Windows into the Imagination

Friday, June 3, 2011

Science Fact or Fiction: Teleportation - Or Take Me Home the Quick Way

Just imagine it. You're in dreary cubicle, working your life away on some mind-numbing project. What you wouldn't give for a short break. Maybe a quick jaunt to Paris to enjoy a golden croissant and a perfect cup of coffee at a sidewalk café.
Step onto my teleport and I'll have you there and back in a jiffy.
Fantasy, you say? Science Fiction surely.

Captain Kirk and crew step onto the transporter platform in Star Trek, and get whisked away to an alien planet.
In Blakes 7, Kerr Avon and his crew step onto the teleport pad, wearing a bracelet that enables the transmission of matter as pure energy.
In SG-1, Jack and his intrepid team steps  through a  stargate built by the ancients.

But is teleportation possible?

In 2008, Michio Kaku, (a top theoretical physicist, co-founder of the string field theory and currently engaged in defining the "Theory of Everything"), in the book, Physics of the Impossible: A Scientific Exploration Into the World of Phasers, Force Fields, Teleportation, and Time Travel, discusses things that people think are impossible, by classifying them in 3 categories:

Class 1 - Technologies that are impossible today, but that do not violate the known laws of physics. He speculates that these technologies may become available in some limited form in a century or two. These include:  force fields, invisibility, teleportation, psychokinesis, intelligent robots, and starships.

INFORMATION PROVIDED.
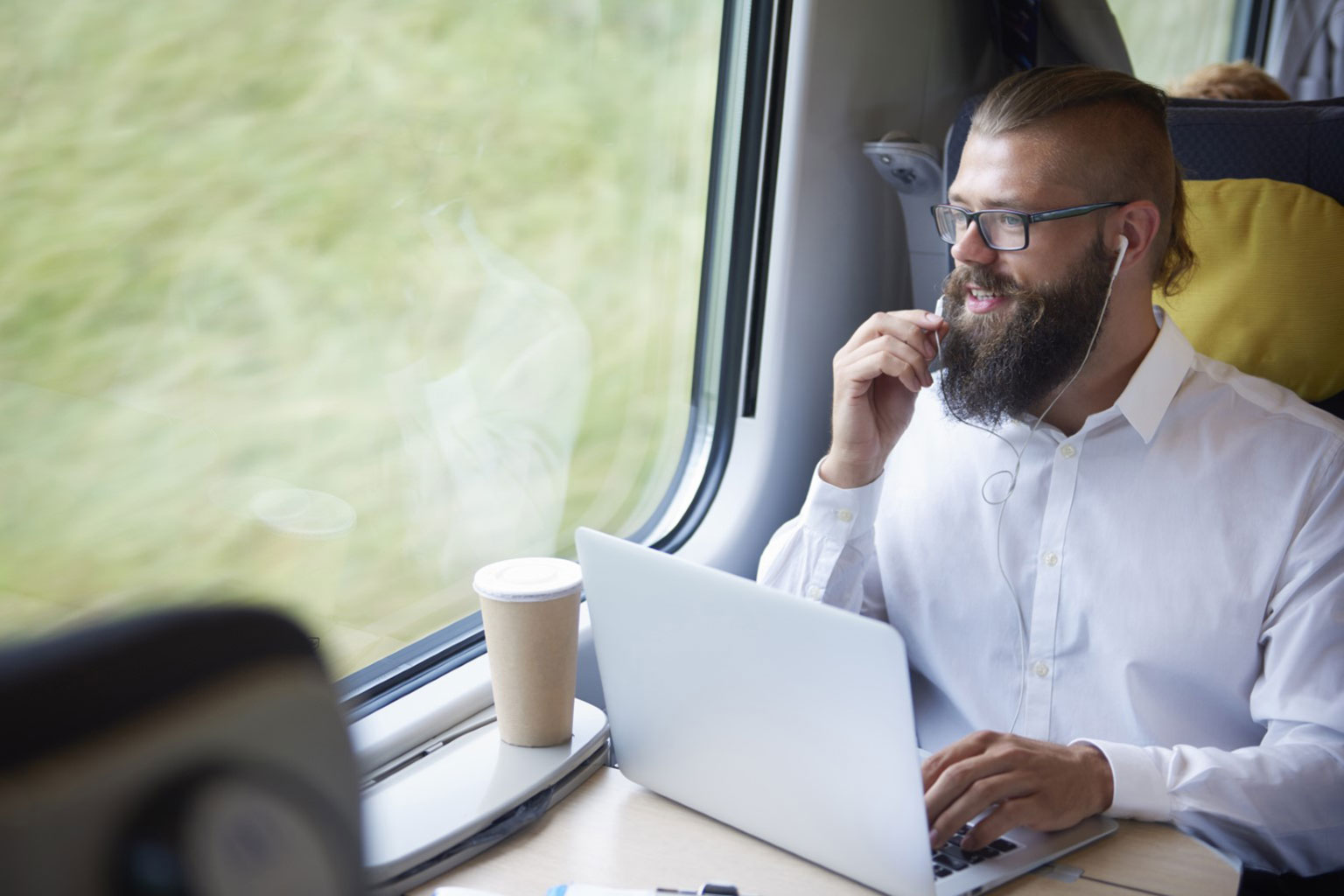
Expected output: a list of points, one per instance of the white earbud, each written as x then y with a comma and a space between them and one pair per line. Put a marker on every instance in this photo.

INSTRUCTIONS FOR THE TASK.
Answer the following from the post on teleportation.
(a) In Blakes 7, what do Kerr Avon and his crew wear when they step onto the teleport pad?
(b) In what year did Michio Kaku discuss supposedly impossible things in his book?
(c) Within what span of time does Kaku speculate that Class 1 technologies may become available in some limited form?

WRITTEN RESPONSE.
(a) They wear a bracelet that enables the transmission of matter as pure energy.
(b) 2008.
(c) In a century or two.